> LIST OF TASKS:
1) Which researchers does the article on height genes name? List every one.
2) Can you reproduce the article on height genes word for word, starting at the words "The GIANT investigators, numbering" and stopping after "trait or disease."?
GIVEN PASSAGE START
Three Greeks participated in research that reveals new genes linked to height
Researchers discovered new genes that influence height. The largest genome-wide association study to date, involving more than 300 institutions and more than 250,000 subjects, roughly doubles the number of known gene regions influencing height to more than 400. The study, from the international Genetic Investigation of Anthropometric Traits (GIANT) Consortium, provides a better glimpse at the biology of height and offers a model for investigating traits and diseases caused by many common gene changes acting together. Findings were published online October 5 by Nature Genetics.
Three Greeks were among the researchers of this study: Maria Dimitriou and George Dedousis from Xarokopeio University and Panos Deloukas from the British Institute of Genetics, Wellcome Trust Sanger Institute.
“Height is almost completely determined by genetics, but our earlier studies were only able to explain about 10 percent of this genetic influence,” says Joel Hirschhorn, MD, PhD, of Boston Children’s Hospital and the Broad Institute of MIT and Harvard, leader of the GIANT Consortium and co-senior investigator on the study. “Now, by doubling the number of people in our study, we have a much more complete picture of how common genetic variants affect height—how many of them there are and how much they contribute.”
The GIANT investigators, numbering in the hundreds, shared and analyzed data from the genomes of 253,288 people. They checked about two million common genetic variants (those that showed up in at least 5 percent of their subjects). From this pool, they pinned down 697 (in 424 gene regions) as being related to height, the largest number to date associated with any trait or disease.
“We can now explain about 20 percent of the heritability of height, up from about 12 percent where we were before,” says co-first author Tonu Esko, PhD, of Boston Children’s Hospital, the Broad Institute and the University of Tartu (Estonia).
“The study also narrows down the genomic regions that contain a substantial proportion of remaining variation—to be discovered with even larger sample sizes,” adds co-senior investigator Peter Visscher, PhD, of the University of Queensland, Australia.
GIVEN PASSAGE END
DATASET EXCERPTS START
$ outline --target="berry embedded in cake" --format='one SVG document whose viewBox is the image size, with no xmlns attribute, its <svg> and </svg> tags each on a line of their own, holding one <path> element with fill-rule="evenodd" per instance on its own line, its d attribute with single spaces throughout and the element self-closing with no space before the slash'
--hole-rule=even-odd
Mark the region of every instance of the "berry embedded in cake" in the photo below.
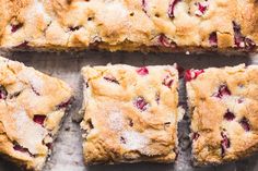
<svg viewBox="0 0 258 171">
<path fill-rule="evenodd" d="M 61 80 L 2 57 L 0 71 L 0 155 L 39 171 L 51 154 L 72 90 Z"/>
<path fill-rule="evenodd" d="M 183 110 L 174 66 L 85 66 L 82 75 L 86 164 L 176 159 Z"/>
<path fill-rule="evenodd" d="M 186 72 L 195 164 L 234 161 L 258 151 L 258 66 Z"/>
</svg>

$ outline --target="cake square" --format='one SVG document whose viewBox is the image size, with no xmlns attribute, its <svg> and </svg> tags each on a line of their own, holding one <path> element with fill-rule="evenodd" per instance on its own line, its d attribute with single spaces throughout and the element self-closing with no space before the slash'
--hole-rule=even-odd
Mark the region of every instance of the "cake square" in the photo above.
<svg viewBox="0 0 258 171">
<path fill-rule="evenodd" d="M 0 57 L 0 155 L 42 170 L 71 97 L 64 82 Z"/>
<path fill-rule="evenodd" d="M 218 164 L 258 150 L 258 66 L 186 72 L 195 164 Z"/>
<path fill-rule="evenodd" d="M 86 164 L 176 159 L 183 110 L 174 66 L 85 66 L 82 75 Z"/>
</svg>

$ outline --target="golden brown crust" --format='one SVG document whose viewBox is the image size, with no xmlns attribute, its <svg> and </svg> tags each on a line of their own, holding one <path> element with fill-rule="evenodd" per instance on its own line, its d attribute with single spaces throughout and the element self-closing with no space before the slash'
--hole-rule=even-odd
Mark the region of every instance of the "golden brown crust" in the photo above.
<svg viewBox="0 0 258 171">
<path fill-rule="evenodd" d="M 197 78 L 195 73 L 187 76 L 187 93 L 196 163 L 222 163 L 257 151 L 258 66 L 210 68 Z"/>
<path fill-rule="evenodd" d="M 70 98 L 62 81 L 0 58 L 0 154 L 40 170 Z"/>
<path fill-rule="evenodd" d="M 86 164 L 175 160 L 180 117 L 174 66 L 85 66 L 82 75 Z"/>
<path fill-rule="evenodd" d="M 1 1 L 3 48 L 257 50 L 256 0 Z"/>
</svg>

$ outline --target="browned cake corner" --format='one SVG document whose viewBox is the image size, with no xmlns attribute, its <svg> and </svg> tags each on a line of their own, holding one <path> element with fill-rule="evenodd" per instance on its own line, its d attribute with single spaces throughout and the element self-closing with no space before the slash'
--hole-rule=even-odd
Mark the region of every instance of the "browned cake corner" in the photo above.
<svg viewBox="0 0 258 171">
<path fill-rule="evenodd" d="M 0 57 L 0 155 L 42 170 L 71 96 L 64 82 Z"/>
<path fill-rule="evenodd" d="M 258 65 L 186 72 L 195 164 L 258 150 Z"/>
<path fill-rule="evenodd" d="M 174 66 L 85 66 L 82 75 L 86 164 L 176 159 L 183 110 Z"/>
<path fill-rule="evenodd" d="M 257 51 L 256 0 L 0 0 L 0 47 Z"/>
</svg>

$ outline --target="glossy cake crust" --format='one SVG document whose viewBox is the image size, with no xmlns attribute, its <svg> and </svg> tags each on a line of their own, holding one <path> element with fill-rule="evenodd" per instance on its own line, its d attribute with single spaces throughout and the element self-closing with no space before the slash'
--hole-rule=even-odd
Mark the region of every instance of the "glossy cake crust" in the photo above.
<svg viewBox="0 0 258 171">
<path fill-rule="evenodd" d="M 256 0 L 0 3 L 0 47 L 8 49 L 257 50 Z"/>
<path fill-rule="evenodd" d="M 42 170 L 71 96 L 64 82 L 0 57 L 0 155 Z"/>
<path fill-rule="evenodd" d="M 181 110 L 174 66 L 85 66 L 82 75 L 86 164 L 176 159 Z"/>
<path fill-rule="evenodd" d="M 258 151 L 258 66 L 186 72 L 196 164 L 223 163 Z"/>
</svg>

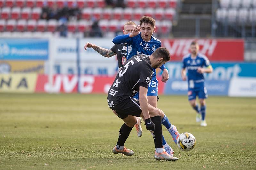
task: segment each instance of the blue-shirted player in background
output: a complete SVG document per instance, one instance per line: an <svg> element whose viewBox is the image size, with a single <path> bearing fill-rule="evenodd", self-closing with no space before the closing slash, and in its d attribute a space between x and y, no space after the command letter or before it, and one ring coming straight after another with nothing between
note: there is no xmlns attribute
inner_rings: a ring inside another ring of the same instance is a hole
<svg viewBox="0 0 256 170"><path fill-rule="evenodd" d="M126 43L127 44L127 60L134 55L141 54L149 56L157 48L161 46L160 40L152 36L156 31L155 20L152 17L144 16L140 19L140 25L134 28L130 34L118 35L113 39L114 44ZM160 67L163 71L162 81L166 82L169 78L168 71L164 65ZM158 95L158 81L156 79L156 70L154 69L153 75L148 89L147 97L148 103L157 108ZM134 96L139 98L139 93ZM180 135L175 126L171 124L166 116L161 116L162 124L167 129L176 143ZM173 155L173 150L170 147L163 137L163 145L165 151L171 156Z"/></svg>
<svg viewBox="0 0 256 170"><path fill-rule="evenodd" d="M213 70L207 57L198 53L199 46L196 42L191 43L190 50L191 53L184 56L182 59L181 76L183 80L186 80L187 68L188 83L188 100L190 105L197 113L196 117L196 122L201 121L201 126L206 126L207 124L205 120L205 99L208 95L207 90L204 86L204 78L203 74L212 73ZM196 96L199 98L200 109L196 102Z"/></svg>

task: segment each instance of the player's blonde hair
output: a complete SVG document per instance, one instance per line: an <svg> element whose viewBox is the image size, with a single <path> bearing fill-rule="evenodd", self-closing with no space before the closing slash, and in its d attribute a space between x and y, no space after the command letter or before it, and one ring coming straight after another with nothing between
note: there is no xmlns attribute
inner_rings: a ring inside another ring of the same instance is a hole
<svg viewBox="0 0 256 170"><path fill-rule="evenodd" d="M126 22L124 24L124 26L125 26L126 25L134 25L135 26L136 26L136 24L133 21L128 21L128 22Z"/></svg>
<svg viewBox="0 0 256 170"><path fill-rule="evenodd" d="M155 27L155 23L156 22L156 21L151 17L144 15L140 18L140 25L141 26L141 24L143 22L149 23L151 24L152 26L154 28Z"/></svg>

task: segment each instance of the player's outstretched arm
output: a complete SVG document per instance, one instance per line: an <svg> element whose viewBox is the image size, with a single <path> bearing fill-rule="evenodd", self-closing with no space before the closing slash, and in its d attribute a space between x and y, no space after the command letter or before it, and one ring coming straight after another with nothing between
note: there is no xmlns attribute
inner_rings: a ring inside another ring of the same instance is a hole
<svg viewBox="0 0 256 170"><path fill-rule="evenodd" d="M186 81L187 80L186 77L186 70L185 68L182 68L181 69L181 77L182 80L183 81Z"/></svg>
<svg viewBox="0 0 256 170"><path fill-rule="evenodd" d="M96 45L92 43L87 43L84 46L84 49L87 50L87 48L92 48L98 52L99 53L106 57L110 57L116 55L116 53L112 51L111 50L108 50L104 48L101 47Z"/></svg>

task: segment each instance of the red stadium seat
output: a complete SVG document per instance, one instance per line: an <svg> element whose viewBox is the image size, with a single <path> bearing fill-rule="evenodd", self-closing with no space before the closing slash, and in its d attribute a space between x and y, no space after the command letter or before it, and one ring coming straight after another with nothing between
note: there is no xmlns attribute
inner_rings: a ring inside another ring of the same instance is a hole
<svg viewBox="0 0 256 170"><path fill-rule="evenodd" d="M42 9L39 7L35 7L32 9L31 18L38 20L40 18L42 12Z"/></svg>
<svg viewBox="0 0 256 170"><path fill-rule="evenodd" d="M7 21L6 30L10 32L13 32L16 27L16 20L15 19L9 19Z"/></svg>
<svg viewBox="0 0 256 170"><path fill-rule="evenodd" d="M109 24L109 31L115 32L117 30L118 27L118 20L111 20Z"/></svg>
<svg viewBox="0 0 256 170"><path fill-rule="evenodd" d="M159 8L165 8L167 6L167 0L159 0L158 6Z"/></svg>
<svg viewBox="0 0 256 170"><path fill-rule="evenodd" d="M92 10L92 16L96 20L101 19L102 11L102 8L95 8Z"/></svg>
<svg viewBox="0 0 256 170"><path fill-rule="evenodd" d="M94 7L94 1L93 0L86 0L86 7L89 8L93 8Z"/></svg>
<svg viewBox="0 0 256 170"><path fill-rule="evenodd" d="M164 18L164 9L162 8L157 8L155 13L155 18L156 19L162 20Z"/></svg>
<svg viewBox="0 0 256 170"><path fill-rule="evenodd" d="M5 0L0 0L0 7L4 6L4 3Z"/></svg>
<svg viewBox="0 0 256 170"><path fill-rule="evenodd" d="M156 0L149 0L148 2L148 7L156 8L156 7L157 1Z"/></svg>
<svg viewBox="0 0 256 170"><path fill-rule="evenodd" d="M56 4L59 8L62 8L64 7L64 0L57 0Z"/></svg>
<svg viewBox="0 0 256 170"><path fill-rule="evenodd" d="M55 2L55 0L47 0L47 6L50 8L52 8Z"/></svg>
<svg viewBox="0 0 256 170"><path fill-rule="evenodd" d="M27 25L27 21L25 19L18 20L16 29L20 32L23 32L25 29Z"/></svg>
<svg viewBox="0 0 256 170"><path fill-rule="evenodd" d="M101 19L99 21L99 26L103 32L106 32L108 29L109 22L106 19Z"/></svg>
<svg viewBox="0 0 256 170"><path fill-rule="evenodd" d="M69 32L74 32L76 30L77 23L76 21L69 21L68 23L68 30Z"/></svg>
<svg viewBox="0 0 256 170"><path fill-rule="evenodd" d="M170 20L162 21L161 22L161 33L164 34L168 34L170 32L172 26L172 22Z"/></svg>
<svg viewBox="0 0 256 170"><path fill-rule="evenodd" d="M33 19L28 20L27 25L27 30L28 31L33 32L35 30L36 26L36 21Z"/></svg>
<svg viewBox="0 0 256 170"><path fill-rule="evenodd" d="M133 19L135 20L139 20L140 18L142 16L144 13L144 10L143 8L135 8L133 11Z"/></svg>
<svg viewBox="0 0 256 170"><path fill-rule="evenodd" d="M52 19L48 21L47 23L47 30L50 32L54 32L57 27L57 20Z"/></svg>
<svg viewBox="0 0 256 170"><path fill-rule="evenodd" d="M6 0L5 6L8 7L12 7L14 5L14 0Z"/></svg>
<svg viewBox="0 0 256 170"><path fill-rule="evenodd" d="M6 25L6 21L5 19L0 19L0 32L3 32L4 30Z"/></svg>
<svg viewBox="0 0 256 170"><path fill-rule="evenodd" d="M98 8L104 8L105 7L105 0L96 0L96 7Z"/></svg>
<svg viewBox="0 0 256 170"><path fill-rule="evenodd" d="M138 7L139 8L145 8L147 4L146 0L139 0L138 2Z"/></svg>
<svg viewBox="0 0 256 170"><path fill-rule="evenodd" d="M37 22L36 30L37 31L44 32L45 30L47 21L44 19L40 19Z"/></svg>
<svg viewBox="0 0 256 170"><path fill-rule="evenodd" d="M169 8L165 9L164 11L164 16L165 19L167 20L172 20L175 15L175 10L173 8Z"/></svg>
<svg viewBox="0 0 256 170"><path fill-rule="evenodd" d="M43 0L37 0L36 2L36 6L42 7L44 6Z"/></svg>
<svg viewBox="0 0 256 170"><path fill-rule="evenodd" d="M91 18L91 16L92 12L92 9L90 8L84 8L82 10L82 18L89 20Z"/></svg>
<svg viewBox="0 0 256 170"><path fill-rule="evenodd" d="M117 20L121 20L123 17L124 9L121 7L115 8L114 10L113 19Z"/></svg>
<svg viewBox="0 0 256 170"><path fill-rule="evenodd" d="M15 6L19 7L23 7L24 6L24 0L16 0Z"/></svg>
<svg viewBox="0 0 256 170"><path fill-rule="evenodd" d="M21 13L21 10L20 7L14 7L12 9L11 18L12 19L17 19L20 18L20 15Z"/></svg>
<svg viewBox="0 0 256 170"><path fill-rule="evenodd" d="M28 19L29 18L31 13L31 8L29 7L25 7L22 9L21 11L21 17L22 19Z"/></svg>
<svg viewBox="0 0 256 170"><path fill-rule="evenodd" d="M129 8L135 8L136 6L136 1L135 0L127 0L126 6Z"/></svg>
<svg viewBox="0 0 256 170"><path fill-rule="evenodd" d="M147 8L147 9L144 11L144 14L143 15L153 17L153 15L155 12L153 8Z"/></svg>
<svg viewBox="0 0 256 170"><path fill-rule="evenodd" d="M127 20L132 20L132 18L133 9L131 8L125 8L124 12L124 19Z"/></svg>
<svg viewBox="0 0 256 170"><path fill-rule="evenodd" d="M155 23L155 27L156 27L155 33L161 32L161 30L160 30L159 29L161 27L161 24L162 23L161 21L159 20L156 20L156 22Z"/></svg>
<svg viewBox="0 0 256 170"><path fill-rule="evenodd" d="M68 0L67 2L68 7L69 8L73 8L74 6L75 3L75 0Z"/></svg>
<svg viewBox="0 0 256 170"><path fill-rule="evenodd" d="M35 0L27 0L26 6L32 7L34 7Z"/></svg>
<svg viewBox="0 0 256 170"><path fill-rule="evenodd" d="M177 5L177 0L168 0L169 7L170 8L176 8Z"/></svg>
<svg viewBox="0 0 256 170"><path fill-rule="evenodd" d="M103 19L110 20L112 18L113 10L112 8L106 8L103 11Z"/></svg>
<svg viewBox="0 0 256 170"><path fill-rule="evenodd" d="M78 30L83 32L88 28L88 21L85 20L79 20L78 23Z"/></svg>
<svg viewBox="0 0 256 170"><path fill-rule="evenodd" d="M84 2L85 0L77 0L76 3L77 4L77 7L79 8L84 8Z"/></svg>
<svg viewBox="0 0 256 170"><path fill-rule="evenodd" d="M1 18L7 19L9 18L9 15L11 13L11 8L9 7L4 7L1 11Z"/></svg>

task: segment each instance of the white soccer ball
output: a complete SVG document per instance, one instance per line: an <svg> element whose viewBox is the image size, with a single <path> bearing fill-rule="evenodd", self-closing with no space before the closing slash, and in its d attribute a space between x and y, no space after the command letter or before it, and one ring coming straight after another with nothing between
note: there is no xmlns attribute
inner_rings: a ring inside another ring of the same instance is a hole
<svg viewBox="0 0 256 170"><path fill-rule="evenodd" d="M189 133L183 133L180 134L177 139L178 147L183 151L190 151L195 147L196 138Z"/></svg>

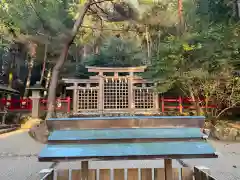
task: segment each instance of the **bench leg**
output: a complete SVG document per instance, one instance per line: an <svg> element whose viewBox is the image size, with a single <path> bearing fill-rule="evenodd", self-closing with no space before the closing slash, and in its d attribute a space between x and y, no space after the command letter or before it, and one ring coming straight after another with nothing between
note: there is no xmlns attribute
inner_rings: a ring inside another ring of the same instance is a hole
<svg viewBox="0 0 240 180"><path fill-rule="evenodd" d="M82 166L81 172L82 180L88 180L88 161L82 161L81 166Z"/></svg>
<svg viewBox="0 0 240 180"><path fill-rule="evenodd" d="M165 173L165 180L173 179L172 160L171 159L164 159L164 173Z"/></svg>

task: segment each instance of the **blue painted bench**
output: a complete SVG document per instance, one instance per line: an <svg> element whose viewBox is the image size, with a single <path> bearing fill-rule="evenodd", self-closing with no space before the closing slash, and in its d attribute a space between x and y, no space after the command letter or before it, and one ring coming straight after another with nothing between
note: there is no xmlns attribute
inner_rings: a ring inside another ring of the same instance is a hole
<svg viewBox="0 0 240 180"><path fill-rule="evenodd" d="M56 118L47 124L52 132L39 161L81 160L85 180L90 160L162 158L165 180L172 180L171 159L217 157L201 131L202 116Z"/></svg>
<svg viewBox="0 0 240 180"><path fill-rule="evenodd" d="M207 136L199 128L128 128L128 129L85 129L56 130L48 144L109 143L109 142L166 142L203 140Z"/></svg>
<svg viewBox="0 0 240 180"><path fill-rule="evenodd" d="M204 116L122 116L52 118L47 125L51 130L100 129L100 128L172 128L204 127Z"/></svg>

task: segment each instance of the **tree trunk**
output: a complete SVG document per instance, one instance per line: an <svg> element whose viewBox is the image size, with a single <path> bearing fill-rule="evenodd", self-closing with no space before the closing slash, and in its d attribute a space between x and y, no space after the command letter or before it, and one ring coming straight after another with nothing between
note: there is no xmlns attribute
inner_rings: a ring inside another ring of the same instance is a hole
<svg viewBox="0 0 240 180"><path fill-rule="evenodd" d="M30 87L30 84L31 84L33 63L34 63L34 58L31 58L31 60L30 60L30 62L28 64L28 75L27 75L27 81L26 81L26 86L25 86L25 91L24 91L23 97L27 97L28 96L28 91L29 91L28 88Z"/></svg>
<svg viewBox="0 0 240 180"><path fill-rule="evenodd" d="M182 11L183 11L183 4L182 4L182 0L178 0L178 18L179 18L179 35L181 35L183 33L183 15L182 15Z"/></svg>
<svg viewBox="0 0 240 180"><path fill-rule="evenodd" d="M44 59L43 59L43 67L42 67L42 72L41 72L40 84L42 84L42 82L43 82L44 73L45 73L45 70L46 70L47 52L48 52L48 44L46 43L45 48L44 48Z"/></svg>
<svg viewBox="0 0 240 180"><path fill-rule="evenodd" d="M45 83L45 89L48 89L48 87L49 87L51 75L52 75L52 70L50 69L48 71L48 74L47 74L47 79L46 79L46 83ZM46 96L47 96L47 91L44 91L44 97L46 97Z"/></svg>
<svg viewBox="0 0 240 180"><path fill-rule="evenodd" d="M56 105L56 102L55 102L55 100L56 100L56 88L57 88L57 85L58 85L59 72L63 67L63 64L66 60L67 55L68 55L68 50L69 50L73 40L75 39L80 26L83 23L84 16L86 15L91 3L92 3L92 0L88 0L88 2L85 3L83 11L80 13L77 20L74 23L71 36L69 37L69 39L65 43L65 45L63 47L63 50L62 50L62 52L61 52L61 54L58 58L58 61L53 68L52 78L51 78L51 82L50 82L50 86L49 86L49 90L48 90L48 112L47 112L46 119L54 116L54 110L55 110L55 105Z"/></svg>

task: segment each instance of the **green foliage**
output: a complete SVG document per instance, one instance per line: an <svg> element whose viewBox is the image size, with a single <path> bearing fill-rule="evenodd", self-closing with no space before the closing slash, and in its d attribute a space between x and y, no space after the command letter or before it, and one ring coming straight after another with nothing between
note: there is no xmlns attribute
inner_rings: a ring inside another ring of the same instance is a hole
<svg viewBox="0 0 240 180"><path fill-rule="evenodd" d="M98 54L87 57L86 64L107 67L129 67L142 64L146 55L133 41L110 38L103 42Z"/></svg>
DATASET EXCERPTS END
> SOLUTIONS IN ORDER:
1) Maria Dimitriou, George Dedousis, Panos Deloukas, Joel Hirschhorn, Tonu Esko, Peter Visscher

2)
The GIANT investigators, numbering in the hundreds, shared and analyzed data from the genomes of 253,288 people. They checked about two million common genetic variants (those that showed up in at least 5 percent of their subjects). From this pool, they pinned down 697 (in 424 gene regions) as being related to height, the largest number to date associated with any trait or disease.